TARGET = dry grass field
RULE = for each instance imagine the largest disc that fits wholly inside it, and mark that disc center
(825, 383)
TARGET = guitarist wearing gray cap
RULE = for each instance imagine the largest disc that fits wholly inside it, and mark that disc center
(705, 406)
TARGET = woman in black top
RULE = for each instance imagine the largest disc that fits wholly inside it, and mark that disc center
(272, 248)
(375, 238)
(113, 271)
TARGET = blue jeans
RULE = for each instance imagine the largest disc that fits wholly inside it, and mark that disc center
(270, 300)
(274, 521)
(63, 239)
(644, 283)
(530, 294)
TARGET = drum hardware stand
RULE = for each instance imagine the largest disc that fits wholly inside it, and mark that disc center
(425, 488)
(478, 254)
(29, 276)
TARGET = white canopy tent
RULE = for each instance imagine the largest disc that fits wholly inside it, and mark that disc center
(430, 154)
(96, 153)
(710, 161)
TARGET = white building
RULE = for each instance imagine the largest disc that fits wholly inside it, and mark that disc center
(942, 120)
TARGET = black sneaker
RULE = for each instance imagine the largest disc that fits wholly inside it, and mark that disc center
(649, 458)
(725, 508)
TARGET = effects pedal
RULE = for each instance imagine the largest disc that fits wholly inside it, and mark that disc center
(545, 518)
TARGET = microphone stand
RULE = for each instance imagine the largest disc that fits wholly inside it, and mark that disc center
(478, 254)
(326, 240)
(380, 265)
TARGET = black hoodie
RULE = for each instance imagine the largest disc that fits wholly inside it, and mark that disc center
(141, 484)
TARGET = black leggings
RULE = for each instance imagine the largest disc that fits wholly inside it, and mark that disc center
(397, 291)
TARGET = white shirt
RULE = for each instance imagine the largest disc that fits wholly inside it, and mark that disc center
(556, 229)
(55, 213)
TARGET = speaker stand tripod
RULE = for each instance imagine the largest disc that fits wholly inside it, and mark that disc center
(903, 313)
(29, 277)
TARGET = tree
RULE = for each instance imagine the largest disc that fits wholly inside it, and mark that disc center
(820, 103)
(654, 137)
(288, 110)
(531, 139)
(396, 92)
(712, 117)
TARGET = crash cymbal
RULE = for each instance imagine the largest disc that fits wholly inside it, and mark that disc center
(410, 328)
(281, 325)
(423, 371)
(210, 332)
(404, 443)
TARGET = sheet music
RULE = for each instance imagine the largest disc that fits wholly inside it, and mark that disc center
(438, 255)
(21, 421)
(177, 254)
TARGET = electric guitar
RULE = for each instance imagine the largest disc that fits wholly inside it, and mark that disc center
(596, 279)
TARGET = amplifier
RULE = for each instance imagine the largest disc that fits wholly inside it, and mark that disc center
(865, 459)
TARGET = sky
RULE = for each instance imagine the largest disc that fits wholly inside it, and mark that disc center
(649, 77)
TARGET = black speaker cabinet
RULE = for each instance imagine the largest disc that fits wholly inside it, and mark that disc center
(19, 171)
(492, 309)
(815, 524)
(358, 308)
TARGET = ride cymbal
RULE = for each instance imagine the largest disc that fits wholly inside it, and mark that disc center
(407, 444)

_____

Copy out each line in the preceding records that contains "stand".

*Worked solution*
TARGET = drum hardware stand
TARGET = microphone stand
TARGET = speaker stand tripod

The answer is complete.